───── Documento fuente ─────

Por eso es imperioso que, a pocas horas de que se produzca uno más de los deplorables y lamentosos partidosde la selección peruana, alguien levante el dedo y con cara arrugada diga lo
que todos parecen querer ignorar: en el Perú no se juega algo de buen fútbol,
no se van a ganar partidos importantes, no iremos al mundial 2014 y todos los
hinchas van a seguir sufriendo nuevas y peores decepciones por muuuuucho más
tiempo.
¿Que es fácil
hacer el papel de aguafiestas? Sí. Y no sólo es fácil, es también muy
divertido. Tan divertido como burlarse de un loquito que espera con ansias que
un cerdo vuele, o como ser testigo de la idiotez de un país entero que siente
afición por lo dañino, o como suspirar de lástima por lo absurdo de la fe de
quienes creen en lo inexistente.
Así que, amigo
lector, compañero aficionado, sufriente paisano melancólico de glorias
futboleras pasadas: ¿por qué mejor esta noche no haces algo más productivo y
saludable? ¿Por qué mejor no dejas la oficina y sales a disfrutar de las pistas
sin tráfico, de una buena Cusqueña en un bar, de un concierto gratuito en un
centro cultural o de una cena familiar viendo programas chistosos que no dicen
nada (bueno, esto último puede ser fácilmente cambiado por algo mejor, por si
acaso)? Olvídate de la rojiblanca que, seguramente, otra vez será manchada con
lágrimas de pena después del partido. Ya no pienses más en los cuatro
fantásticos o los cuatro fantoches. Cuídate y cuida a los tuyos. Ya es
suficiente con tener un sistema de salud hasta las patas como para aumentar más
los casos de depresión en plena huelga de médicos. Si esta noche quieres
fútbol, mejor sal a la canchita del barrio y échate un partido con tus patas.
Créeme, eso es mil veces mejor que estar sentados viendo un partido hasta las huevas
y ensanchando la panza chelera. Te lo digo por propia experiencia.

───── Extracto de datos ─────

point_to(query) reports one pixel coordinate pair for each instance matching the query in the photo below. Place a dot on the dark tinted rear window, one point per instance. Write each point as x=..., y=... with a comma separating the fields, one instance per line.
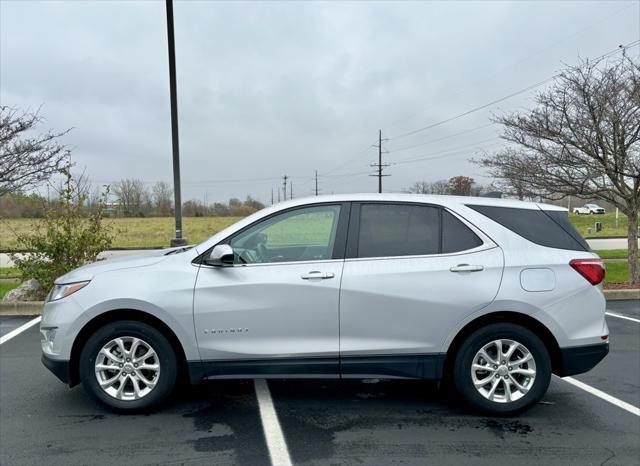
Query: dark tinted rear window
x=398, y=230
x=546, y=228
x=456, y=236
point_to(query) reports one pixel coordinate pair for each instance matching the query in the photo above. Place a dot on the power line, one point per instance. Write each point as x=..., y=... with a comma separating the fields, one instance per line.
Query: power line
x=316, y=190
x=513, y=94
x=447, y=153
x=442, y=138
x=380, y=166
x=538, y=52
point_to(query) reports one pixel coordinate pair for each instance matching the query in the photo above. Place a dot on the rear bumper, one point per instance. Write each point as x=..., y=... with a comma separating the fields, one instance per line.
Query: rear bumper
x=579, y=359
x=59, y=367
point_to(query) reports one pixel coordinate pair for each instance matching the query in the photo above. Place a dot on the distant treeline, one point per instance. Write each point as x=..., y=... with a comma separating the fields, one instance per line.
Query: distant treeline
x=20, y=205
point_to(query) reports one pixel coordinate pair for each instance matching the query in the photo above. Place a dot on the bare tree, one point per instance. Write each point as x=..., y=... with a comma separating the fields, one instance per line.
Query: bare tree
x=26, y=161
x=132, y=195
x=162, y=194
x=582, y=139
x=460, y=185
x=508, y=178
x=430, y=187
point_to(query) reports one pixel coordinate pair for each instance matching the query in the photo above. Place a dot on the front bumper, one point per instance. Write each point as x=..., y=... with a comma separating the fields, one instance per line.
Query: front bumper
x=60, y=368
x=579, y=359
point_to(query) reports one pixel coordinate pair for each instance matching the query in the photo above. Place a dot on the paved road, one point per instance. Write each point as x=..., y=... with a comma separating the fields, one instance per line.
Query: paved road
x=323, y=422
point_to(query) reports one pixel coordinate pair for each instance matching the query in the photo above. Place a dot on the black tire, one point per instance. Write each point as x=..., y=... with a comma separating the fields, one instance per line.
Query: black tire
x=464, y=360
x=166, y=357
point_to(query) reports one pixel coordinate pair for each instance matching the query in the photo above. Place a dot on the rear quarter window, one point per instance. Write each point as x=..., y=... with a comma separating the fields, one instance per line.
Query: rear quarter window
x=456, y=236
x=549, y=228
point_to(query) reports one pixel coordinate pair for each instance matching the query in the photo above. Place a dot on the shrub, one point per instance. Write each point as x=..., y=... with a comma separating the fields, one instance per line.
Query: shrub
x=68, y=237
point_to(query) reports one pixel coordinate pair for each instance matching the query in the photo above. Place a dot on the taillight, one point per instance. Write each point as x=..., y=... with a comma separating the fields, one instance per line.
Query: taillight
x=591, y=269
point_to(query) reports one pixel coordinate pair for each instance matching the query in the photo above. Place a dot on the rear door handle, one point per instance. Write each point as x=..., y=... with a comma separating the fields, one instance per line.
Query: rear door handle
x=467, y=268
x=317, y=275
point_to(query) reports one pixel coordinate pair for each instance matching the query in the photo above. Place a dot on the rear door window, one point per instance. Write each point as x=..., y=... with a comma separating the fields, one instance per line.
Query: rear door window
x=388, y=230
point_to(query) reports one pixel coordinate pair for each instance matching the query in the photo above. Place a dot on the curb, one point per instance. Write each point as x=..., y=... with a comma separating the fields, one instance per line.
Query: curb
x=34, y=308
x=24, y=308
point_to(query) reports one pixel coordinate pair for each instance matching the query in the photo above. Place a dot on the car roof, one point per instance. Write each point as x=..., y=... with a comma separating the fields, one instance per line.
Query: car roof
x=423, y=198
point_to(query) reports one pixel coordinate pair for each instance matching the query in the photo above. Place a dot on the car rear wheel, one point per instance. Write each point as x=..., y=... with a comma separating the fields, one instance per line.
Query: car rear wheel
x=128, y=365
x=502, y=369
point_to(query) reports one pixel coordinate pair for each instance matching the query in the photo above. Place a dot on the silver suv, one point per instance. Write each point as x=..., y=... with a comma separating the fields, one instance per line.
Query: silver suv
x=493, y=295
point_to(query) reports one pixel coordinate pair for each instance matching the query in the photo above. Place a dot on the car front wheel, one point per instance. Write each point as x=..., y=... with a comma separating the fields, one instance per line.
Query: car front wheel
x=128, y=365
x=502, y=369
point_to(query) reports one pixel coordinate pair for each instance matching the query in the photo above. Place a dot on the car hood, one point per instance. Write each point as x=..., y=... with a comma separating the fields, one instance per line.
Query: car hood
x=87, y=272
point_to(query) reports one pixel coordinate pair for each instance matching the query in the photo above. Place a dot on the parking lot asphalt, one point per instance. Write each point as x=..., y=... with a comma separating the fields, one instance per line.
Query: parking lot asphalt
x=322, y=421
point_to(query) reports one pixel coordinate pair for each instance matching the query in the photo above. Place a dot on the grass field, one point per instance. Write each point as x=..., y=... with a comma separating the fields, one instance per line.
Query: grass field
x=617, y=272
x=131, y=232
x=608, y=220
x=6, y=286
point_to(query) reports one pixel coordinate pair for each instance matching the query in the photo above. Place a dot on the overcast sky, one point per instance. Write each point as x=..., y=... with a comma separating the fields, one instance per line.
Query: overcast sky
x=273, y=88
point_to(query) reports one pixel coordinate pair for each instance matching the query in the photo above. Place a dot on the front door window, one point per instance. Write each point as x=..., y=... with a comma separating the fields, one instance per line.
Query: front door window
x=304, y=234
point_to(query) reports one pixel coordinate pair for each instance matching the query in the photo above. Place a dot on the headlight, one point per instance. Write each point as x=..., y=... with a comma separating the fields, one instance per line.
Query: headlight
x=64, y=290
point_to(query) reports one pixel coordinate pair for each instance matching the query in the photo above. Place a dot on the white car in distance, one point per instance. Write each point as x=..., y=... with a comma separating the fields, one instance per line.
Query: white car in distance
x=589, y=209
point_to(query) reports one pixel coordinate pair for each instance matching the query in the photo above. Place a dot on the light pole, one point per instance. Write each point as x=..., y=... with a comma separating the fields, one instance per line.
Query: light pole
x=178, y=240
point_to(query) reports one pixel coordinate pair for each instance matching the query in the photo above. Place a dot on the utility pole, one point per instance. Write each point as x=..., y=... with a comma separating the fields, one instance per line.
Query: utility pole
x=380, y=166
x=178, y=240
x=316, y=182
x=284, y=187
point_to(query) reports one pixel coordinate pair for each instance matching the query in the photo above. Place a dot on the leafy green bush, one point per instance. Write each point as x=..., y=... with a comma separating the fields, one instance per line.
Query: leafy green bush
x=69, y=235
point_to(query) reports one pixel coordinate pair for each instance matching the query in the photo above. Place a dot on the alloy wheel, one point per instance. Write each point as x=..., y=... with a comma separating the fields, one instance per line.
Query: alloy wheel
x=127, y=368
x=503, y=371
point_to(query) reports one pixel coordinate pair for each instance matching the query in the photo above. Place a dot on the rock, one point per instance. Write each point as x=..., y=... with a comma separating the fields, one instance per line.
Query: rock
x=27, y=291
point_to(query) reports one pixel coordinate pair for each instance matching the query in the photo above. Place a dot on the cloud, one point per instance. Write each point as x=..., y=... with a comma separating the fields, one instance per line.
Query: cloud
x=268, y=88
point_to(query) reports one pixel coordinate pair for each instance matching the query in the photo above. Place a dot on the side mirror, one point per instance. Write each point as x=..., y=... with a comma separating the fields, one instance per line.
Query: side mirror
x=220, y=256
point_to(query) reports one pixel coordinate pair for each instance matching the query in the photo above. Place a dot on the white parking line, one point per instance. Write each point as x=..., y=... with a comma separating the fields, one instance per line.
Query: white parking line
x=19, y=330
x=605, y=396
x=620, y=316
x=271, y=426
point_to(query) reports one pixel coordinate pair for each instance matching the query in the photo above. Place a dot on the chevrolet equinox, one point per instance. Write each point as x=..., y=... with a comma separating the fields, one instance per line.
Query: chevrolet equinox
x=493, y=295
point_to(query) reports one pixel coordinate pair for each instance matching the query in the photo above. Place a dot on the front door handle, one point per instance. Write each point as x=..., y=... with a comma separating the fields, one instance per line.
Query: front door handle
x=467, y=268
x=317, y=275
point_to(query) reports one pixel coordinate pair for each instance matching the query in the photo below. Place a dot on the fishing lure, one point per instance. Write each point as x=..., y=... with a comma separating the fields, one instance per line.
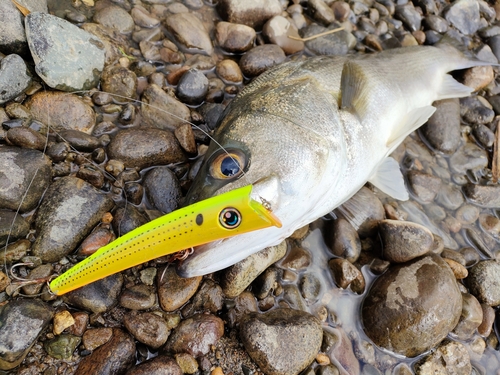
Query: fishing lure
x=222, y=216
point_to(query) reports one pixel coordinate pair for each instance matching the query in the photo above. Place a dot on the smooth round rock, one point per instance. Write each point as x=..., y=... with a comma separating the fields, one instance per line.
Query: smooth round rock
x=70, y=209
x=24, y=176
x=298, y=333
x=404, y=240
x=14, y=77
x=62, y=111
x=484, y=282
x=413, y=306
x=196, y=335
x=145, y=147
x=114, y=357
x=66, y=57
x=261, y=58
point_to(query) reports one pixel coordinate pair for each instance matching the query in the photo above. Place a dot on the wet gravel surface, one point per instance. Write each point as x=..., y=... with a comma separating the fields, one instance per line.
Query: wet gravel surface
x=103, y=127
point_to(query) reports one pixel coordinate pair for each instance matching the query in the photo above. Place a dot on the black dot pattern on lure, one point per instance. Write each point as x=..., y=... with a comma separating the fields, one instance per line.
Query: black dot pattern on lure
x=85, y=271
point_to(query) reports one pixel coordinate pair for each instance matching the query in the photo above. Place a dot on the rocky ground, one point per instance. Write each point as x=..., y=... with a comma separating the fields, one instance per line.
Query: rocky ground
x=384, y=287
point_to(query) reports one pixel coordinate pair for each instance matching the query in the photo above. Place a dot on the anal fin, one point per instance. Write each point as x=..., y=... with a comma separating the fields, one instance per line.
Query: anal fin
x=389, y=179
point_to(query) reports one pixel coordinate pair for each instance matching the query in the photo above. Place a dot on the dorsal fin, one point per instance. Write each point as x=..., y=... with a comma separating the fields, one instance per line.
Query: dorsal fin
x=353, y=90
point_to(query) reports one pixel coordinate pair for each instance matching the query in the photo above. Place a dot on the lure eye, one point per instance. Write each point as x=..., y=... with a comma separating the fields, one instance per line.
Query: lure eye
x=227, y=165
x=230, y=218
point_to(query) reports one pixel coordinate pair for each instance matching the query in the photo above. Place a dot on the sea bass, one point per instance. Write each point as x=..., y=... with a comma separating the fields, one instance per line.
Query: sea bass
x=309, y=134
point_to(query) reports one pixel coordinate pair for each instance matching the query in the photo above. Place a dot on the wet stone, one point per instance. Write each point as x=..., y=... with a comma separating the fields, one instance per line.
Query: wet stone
x=409, y=296
x=22, y=321
x=483, y=195
x=66, y=57
x=14, y=77
x=464, y=15
x=116, y=18
x=189, y=31
x=261, y=58
x=62, y=347
x=62, y=111
x=442, y=130
x=196, y=335
x=163, y=189
x=298, y=332
x=238, y=277
x=160, y=107
x=423, y=185
x=22, y=170
x=138, y=297
x=404, y=240
x=173, y=290
x=484, y=282
x=148, y=328
x=234, y=37
x=144, y=147
x=114, y=357
x=192, y=87
x=251, y=13
x=160, y=365
x=97, y=297
x=70, y=209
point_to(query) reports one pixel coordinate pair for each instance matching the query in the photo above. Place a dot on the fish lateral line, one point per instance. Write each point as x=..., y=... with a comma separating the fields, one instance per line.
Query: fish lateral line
x=219, y=217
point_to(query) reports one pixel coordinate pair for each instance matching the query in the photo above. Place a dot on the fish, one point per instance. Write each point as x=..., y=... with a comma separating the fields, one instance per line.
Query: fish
x=309, y=134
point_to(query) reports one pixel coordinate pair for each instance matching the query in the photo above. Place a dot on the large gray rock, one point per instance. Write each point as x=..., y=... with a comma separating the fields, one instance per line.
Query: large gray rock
x=413, y=306
x=66, y=57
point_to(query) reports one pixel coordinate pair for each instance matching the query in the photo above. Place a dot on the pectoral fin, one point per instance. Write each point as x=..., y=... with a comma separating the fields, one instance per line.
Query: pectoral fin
x=389, y=179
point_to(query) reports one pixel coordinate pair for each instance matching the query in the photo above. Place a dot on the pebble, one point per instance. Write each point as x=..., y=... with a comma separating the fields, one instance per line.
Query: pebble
x=25, y=175
x=173, y=290
x=163, y=189
x=408, y=296
x=233, y=37
x=346, y=274
x=162, y=110
x=279, y=29
x=483, y=195
x=344, y=240
x=138, y=297
x=22, y=321
x=196, y=335
x=192, y=87
x=464, y=15
x=471, y=318
x=299, y=334
x=114, y=357
x=97, y=297
x=14, y=77
x=484, y=282
x=62, y=111
x=69, y=210
x=159, y=365
x=261, y=58
x=238, y=277
x=442, y=129
x=145, y=147
x=423, y=185
x=115, y=18
x=251, y=13
x=188, y=30
x=67, y=58
x=147, y=327
x=404, y=240
x=449, y=358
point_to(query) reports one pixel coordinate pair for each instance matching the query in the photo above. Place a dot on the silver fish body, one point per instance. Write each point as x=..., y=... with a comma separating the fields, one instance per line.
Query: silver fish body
x=309, y=134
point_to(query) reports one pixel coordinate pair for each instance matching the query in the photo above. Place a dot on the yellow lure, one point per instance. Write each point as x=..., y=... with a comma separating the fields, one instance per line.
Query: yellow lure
x=219, y=217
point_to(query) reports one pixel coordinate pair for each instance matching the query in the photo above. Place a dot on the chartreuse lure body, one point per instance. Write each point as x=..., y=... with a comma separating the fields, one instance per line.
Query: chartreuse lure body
x=222, y=216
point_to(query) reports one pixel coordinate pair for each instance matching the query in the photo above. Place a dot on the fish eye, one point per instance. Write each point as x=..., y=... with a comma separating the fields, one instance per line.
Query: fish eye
x=230, y=218
x=228, y=164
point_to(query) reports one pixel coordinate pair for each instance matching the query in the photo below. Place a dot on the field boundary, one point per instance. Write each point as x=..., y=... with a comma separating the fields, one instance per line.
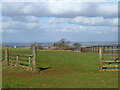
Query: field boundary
x=109, y=58
x=21, y=59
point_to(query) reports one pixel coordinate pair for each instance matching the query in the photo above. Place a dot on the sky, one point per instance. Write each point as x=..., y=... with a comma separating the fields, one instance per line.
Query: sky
x=49, y=21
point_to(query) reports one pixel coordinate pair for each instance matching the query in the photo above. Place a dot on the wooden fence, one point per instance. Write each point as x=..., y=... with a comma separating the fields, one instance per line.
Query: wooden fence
x=109, y=59
x=21, y=60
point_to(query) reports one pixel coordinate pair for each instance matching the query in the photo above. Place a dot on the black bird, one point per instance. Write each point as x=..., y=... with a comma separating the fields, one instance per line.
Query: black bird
x=115, y=60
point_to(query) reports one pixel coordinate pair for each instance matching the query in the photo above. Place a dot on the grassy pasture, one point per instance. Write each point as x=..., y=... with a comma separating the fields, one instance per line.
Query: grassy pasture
x=68, y=70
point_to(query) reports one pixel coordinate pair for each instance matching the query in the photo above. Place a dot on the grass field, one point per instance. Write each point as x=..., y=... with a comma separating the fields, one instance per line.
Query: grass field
x=68, y=70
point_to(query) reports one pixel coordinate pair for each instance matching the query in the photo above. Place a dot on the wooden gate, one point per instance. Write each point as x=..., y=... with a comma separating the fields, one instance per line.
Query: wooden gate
x=21, y=60
x=109, y=59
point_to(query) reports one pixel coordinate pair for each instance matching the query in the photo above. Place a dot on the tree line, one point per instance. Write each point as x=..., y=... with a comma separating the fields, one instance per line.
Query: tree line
x=62, y=44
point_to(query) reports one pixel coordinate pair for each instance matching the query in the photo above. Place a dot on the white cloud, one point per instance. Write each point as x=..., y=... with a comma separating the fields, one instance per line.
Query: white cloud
x=61, y=9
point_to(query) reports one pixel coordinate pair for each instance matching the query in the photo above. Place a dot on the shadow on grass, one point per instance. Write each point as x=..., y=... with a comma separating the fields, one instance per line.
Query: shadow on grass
x=43, y=68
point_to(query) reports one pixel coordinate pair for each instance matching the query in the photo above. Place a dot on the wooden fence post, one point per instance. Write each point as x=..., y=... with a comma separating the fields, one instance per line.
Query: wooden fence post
x=100, y=58
x=34, y=58
x=7, y=57
x=29, y=62
x=17, y=58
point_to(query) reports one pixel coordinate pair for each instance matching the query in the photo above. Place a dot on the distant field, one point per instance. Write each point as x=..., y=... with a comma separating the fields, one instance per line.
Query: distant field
x=68, y=70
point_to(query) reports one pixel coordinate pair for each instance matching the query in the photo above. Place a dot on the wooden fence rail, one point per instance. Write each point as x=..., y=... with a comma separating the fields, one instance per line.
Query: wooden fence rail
x=109, y=60
x=21, y=59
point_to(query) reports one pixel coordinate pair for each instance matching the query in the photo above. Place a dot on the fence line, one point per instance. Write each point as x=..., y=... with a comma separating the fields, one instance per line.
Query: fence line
x=30, y=61
x=108, y=59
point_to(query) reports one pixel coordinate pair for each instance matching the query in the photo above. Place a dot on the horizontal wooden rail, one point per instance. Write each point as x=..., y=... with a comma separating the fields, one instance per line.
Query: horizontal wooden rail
x=111, y=61
x=111, y=49
x=23, y=66
x=23, y=62
x=21, y=54
x=12, y=60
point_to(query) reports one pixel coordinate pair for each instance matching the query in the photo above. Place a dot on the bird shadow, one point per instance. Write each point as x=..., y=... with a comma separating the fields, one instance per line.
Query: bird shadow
x=43, y=68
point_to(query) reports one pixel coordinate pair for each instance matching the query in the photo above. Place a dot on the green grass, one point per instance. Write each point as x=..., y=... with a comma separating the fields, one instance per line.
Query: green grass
x=68, y=70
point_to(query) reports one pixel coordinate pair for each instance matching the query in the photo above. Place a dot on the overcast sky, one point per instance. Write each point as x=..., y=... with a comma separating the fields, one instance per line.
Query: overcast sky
x=50, y=21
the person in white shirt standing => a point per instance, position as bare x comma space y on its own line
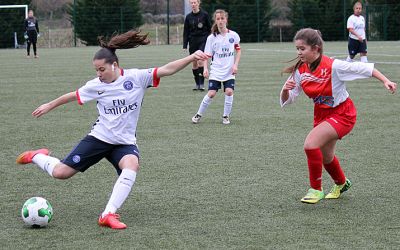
119, 94
224, 49
357, 39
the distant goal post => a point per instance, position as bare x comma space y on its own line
16, 6
23, 6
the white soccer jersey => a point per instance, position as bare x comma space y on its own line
326, 85
118, 104
222, 50
358, 24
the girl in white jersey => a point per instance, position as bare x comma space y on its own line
357, 40
323, 79
221, 46
119, 94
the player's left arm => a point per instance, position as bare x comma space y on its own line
47, 107
237, 59
177, 65
389, 85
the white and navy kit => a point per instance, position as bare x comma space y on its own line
222, 50
354, 45
118, 104
358, 24
114, 133
326, 87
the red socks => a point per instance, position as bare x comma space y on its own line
314, 158
335, 171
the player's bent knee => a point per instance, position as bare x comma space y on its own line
63, 172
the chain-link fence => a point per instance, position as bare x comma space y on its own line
250, 21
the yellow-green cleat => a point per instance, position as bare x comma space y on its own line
313, 196
338, 189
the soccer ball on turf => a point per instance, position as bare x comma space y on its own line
37, 212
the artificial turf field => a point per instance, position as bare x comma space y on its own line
203, 186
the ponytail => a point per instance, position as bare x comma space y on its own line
214, 27
312, 38
127, 40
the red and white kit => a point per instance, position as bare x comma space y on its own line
326, 86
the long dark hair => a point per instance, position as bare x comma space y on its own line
127, 40
312, 38
214, 28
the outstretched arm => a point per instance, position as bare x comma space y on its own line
175, 66
47, 107
389, 85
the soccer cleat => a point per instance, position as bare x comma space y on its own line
112, 221
225, 120
313, 196
196, 118
26, 157
338, 189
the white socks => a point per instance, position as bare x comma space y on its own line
348, 59
204, 105
121, 190
363, 59
45, 162
228, 105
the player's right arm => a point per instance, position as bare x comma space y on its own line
47, 107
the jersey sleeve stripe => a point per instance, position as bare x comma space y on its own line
78, 98
156, 80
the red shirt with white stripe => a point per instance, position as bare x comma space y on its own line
326, 84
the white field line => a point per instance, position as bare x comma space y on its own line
333, 54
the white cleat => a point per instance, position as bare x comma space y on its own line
196, 118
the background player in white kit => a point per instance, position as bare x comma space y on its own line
221, 46
119, 95
357, 39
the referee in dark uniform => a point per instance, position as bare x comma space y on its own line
32, 31
195, 32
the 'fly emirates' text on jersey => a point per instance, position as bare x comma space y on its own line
118, 104
222, 50
326, 85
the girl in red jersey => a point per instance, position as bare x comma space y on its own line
323, 80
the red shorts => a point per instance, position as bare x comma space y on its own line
342, 117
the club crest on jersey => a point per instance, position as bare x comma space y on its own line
128, 85
327, 100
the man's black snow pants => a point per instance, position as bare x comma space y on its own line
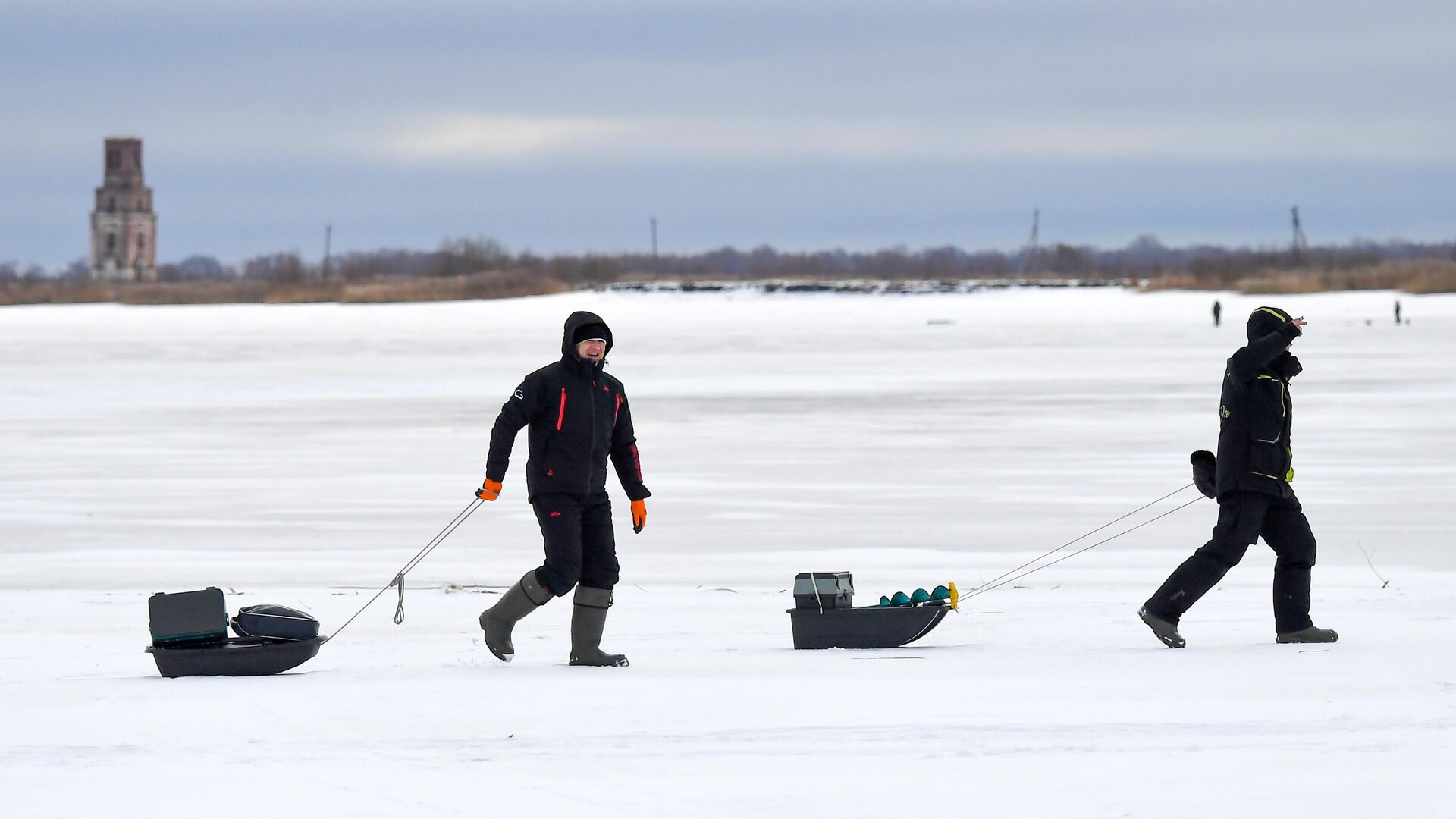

─────

Tarea a realizar —
Responde según el documento fuente:
1. ¿A qué mundial afirma el autor que no irá el Perú?
2. ¿Qué cerveza menciona el texto como opción para tomar en un bar?
3. ¿Dónde recomienda el texto jugar un partido si esa noche se quiere fútbol?

Tarea resuelta —
1. Al mundial 2014.
2. Una Cusqueña.
3. En la canchita del barrio.